Stated exercise
Copy all of the records below line for line, with no change to any wording, punctuation, or coordinates.

Items listed in a dataset
——————

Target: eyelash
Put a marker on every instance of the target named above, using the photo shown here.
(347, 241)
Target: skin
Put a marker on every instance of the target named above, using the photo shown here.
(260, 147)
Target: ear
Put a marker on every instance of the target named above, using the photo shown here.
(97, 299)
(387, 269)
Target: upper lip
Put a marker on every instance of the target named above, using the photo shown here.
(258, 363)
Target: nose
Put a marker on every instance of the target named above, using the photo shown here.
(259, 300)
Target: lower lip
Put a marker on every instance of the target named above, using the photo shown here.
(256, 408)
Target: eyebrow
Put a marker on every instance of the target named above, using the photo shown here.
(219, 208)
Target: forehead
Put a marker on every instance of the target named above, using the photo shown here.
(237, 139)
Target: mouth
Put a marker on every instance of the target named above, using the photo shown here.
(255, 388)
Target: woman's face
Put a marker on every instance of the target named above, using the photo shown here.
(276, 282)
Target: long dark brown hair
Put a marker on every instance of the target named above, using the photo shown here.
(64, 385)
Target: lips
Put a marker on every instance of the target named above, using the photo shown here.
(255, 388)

——————

Reply to the task
Target: eyelash
Put a marker on every instance of the target named above, using the photo shown here.
(347, 241)
Target: skin
Put a marker on every instance of the target named above, using the photo shown here.
(260, 147)
Target: ear
Put a marker on every instance of the target named above, using the photo shown here.
(97, 299)
(387, 269)
Target: upper lip
Put a marker on every instance of the target named above, using the photo shown here.
(258, 363)
Target: nose
Put a marker on every instance of the target named above, using the photo shown here.
(259, 300)
Target: lower lip
Put a marker on every instance of the target named above, using the photo shown here.
(256, 408)
Target: eyebrow
Put a marker on every instance of the target named above, using the photo shown here.
(219, 208)
Target: forehead
Put a marker on every instance of the target named above, using the photo shown here.
(237, 139)
Target: mouth
Put a marker on every instance of the target named above, using the photo shown here.
(255, 388)
Target: woman's face
Put a marker on every instance of the target named above, using the photo shown here.
(276, 282)
Target: long dark brown hair
Put a marker on every instance of the target named above, using the photo shown here.
(64, 385)
Target: lips
Put a marker on every instance of the target named above, using the photo shown here.
(255, 388)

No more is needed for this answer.